··· GIVEN TEXT

Former Prime Minister David Cameron has written of French counterpart Nicolas Sarkozy's "extraordinary gestures" which helped him see his father for a final time.
Cameron and Sarkozy had a fraught relationship at times, most markedly over the crisis enveloping the euro when the French president told Cameron "You have lost a good opportunity to shut up."
But in his memoirs which are due to be published on Thursday, Cameron wrote of how Sarkozy came to his aide when his father Ian Cameron fell ill in France.
Excerpts of the book have been serialised in the Times and the former Conservative leader wrote of how his father fell ill on the continent and was preparing to travel to the south of France but turned back after believing the older Cameron had stabilised.
He said that as he headed back towards Downing Street "there was an amazing intervention".
"Nicolas Sarkozy came through on the car phone to tell me that he had heard my father was unwell, and his office had spoken to the doctors concerned.
"They were worried that the stroke was potentially fatal. He said, 'Whatever you do, David, turn around and get back on the plane, and I will get you to your father'."
After arriving in Nice, Cameron was taken to hospital via helicopter to see his father for what would be the last time, and Sarkbozy then insisted the Cameron family stay at the president's residence near Marseille.
He wrote: "These were extraordinary gestures, which I will never forget.
"Sarkozy and I were to have some great collaborations, particularly over Libya, and some ferocious rows, almost always over the EU.
"But without his intervention I wouldn't have seen my dad before his funeral. I will never forget that act of compassion."

······
··· RECORDS SHOWN

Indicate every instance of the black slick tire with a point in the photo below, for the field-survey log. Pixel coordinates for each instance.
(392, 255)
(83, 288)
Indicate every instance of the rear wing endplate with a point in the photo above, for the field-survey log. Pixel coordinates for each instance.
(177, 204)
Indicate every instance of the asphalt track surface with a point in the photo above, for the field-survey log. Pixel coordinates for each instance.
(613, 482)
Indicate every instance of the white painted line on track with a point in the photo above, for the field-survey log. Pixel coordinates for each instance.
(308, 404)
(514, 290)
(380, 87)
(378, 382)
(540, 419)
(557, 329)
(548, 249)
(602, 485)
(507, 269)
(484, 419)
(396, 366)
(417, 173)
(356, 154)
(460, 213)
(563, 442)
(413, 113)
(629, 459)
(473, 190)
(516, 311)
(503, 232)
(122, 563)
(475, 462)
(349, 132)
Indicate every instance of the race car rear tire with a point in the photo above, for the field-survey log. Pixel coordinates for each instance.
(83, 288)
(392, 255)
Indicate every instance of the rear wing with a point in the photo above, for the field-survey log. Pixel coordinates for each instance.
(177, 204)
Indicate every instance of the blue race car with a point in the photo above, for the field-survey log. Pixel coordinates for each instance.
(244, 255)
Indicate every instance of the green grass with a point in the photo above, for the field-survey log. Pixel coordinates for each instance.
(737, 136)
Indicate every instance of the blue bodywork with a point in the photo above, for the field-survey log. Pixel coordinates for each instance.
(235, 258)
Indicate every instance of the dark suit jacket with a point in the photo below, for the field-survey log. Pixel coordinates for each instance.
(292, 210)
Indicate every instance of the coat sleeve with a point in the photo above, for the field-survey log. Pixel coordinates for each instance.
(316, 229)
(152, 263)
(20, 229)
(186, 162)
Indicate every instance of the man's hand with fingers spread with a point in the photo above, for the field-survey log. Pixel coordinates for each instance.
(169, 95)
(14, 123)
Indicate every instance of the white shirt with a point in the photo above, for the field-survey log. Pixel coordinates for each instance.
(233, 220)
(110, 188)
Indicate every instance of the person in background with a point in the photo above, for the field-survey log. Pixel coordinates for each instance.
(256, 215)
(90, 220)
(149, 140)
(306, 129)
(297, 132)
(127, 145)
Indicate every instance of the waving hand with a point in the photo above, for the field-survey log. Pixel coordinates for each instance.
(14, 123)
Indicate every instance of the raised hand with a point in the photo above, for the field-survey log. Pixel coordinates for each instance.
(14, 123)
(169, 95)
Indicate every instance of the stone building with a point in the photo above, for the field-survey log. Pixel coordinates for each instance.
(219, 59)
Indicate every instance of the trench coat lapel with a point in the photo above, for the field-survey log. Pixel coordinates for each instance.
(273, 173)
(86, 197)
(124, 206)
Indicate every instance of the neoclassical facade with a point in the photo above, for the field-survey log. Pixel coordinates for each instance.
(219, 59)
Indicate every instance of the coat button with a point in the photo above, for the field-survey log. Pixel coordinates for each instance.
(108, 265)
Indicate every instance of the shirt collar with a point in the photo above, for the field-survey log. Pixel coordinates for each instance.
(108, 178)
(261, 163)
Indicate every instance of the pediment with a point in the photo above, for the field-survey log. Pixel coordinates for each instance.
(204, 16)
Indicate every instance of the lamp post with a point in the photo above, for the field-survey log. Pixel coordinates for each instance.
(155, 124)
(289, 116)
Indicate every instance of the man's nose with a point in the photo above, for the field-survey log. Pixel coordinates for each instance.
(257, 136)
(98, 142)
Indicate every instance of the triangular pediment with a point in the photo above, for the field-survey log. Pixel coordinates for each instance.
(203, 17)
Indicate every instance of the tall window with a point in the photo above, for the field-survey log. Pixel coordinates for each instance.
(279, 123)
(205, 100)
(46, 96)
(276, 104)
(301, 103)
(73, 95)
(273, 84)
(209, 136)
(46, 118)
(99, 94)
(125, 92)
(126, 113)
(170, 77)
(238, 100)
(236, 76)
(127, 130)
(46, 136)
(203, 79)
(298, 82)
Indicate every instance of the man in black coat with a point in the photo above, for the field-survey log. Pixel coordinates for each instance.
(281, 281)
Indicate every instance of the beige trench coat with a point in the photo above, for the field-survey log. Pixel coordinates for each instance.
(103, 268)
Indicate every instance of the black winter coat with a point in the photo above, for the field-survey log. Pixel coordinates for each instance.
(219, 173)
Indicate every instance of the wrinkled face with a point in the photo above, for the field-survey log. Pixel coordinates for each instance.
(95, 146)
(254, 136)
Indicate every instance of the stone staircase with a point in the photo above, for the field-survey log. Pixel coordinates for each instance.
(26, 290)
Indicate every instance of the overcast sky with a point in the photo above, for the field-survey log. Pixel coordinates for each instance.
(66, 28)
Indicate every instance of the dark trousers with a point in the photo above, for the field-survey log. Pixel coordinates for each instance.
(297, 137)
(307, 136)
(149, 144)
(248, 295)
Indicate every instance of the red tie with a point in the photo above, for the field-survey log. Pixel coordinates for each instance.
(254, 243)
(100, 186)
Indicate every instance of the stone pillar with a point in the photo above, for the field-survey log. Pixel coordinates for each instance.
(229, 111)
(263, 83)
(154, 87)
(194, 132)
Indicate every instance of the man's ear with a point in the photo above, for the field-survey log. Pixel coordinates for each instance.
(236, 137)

······

WORK ORDER 1:
Translate this sentence from the article about Cameron and Sarkozy into Spanish: "He said that as he headed back towards Downing Street "there was an amazing intervention"."
WORK ORDER 2:
Reproduce word for word the part of the article about Cameron and Sarkozy starting with "Cameron and Sarkozy" and going on through "ill in France.".

PROBLEM SOLUTION 1:
Dijo que, mientras regresaba hacia Downing Street, "hubo una intervención asombrosa".

PROBLEM SOLUTION 2:
Cameron and Sarkozy had a fraught relationship at times, most markedly over the crisis enveloping the euro when the French president told Cameron "You have lost a good opportunity to shut up."
But in his memoirs which are due to be published on Thursday, Cameron wrote of how Sarkozy came to his aide when his father Ian Cameron fell ill in France.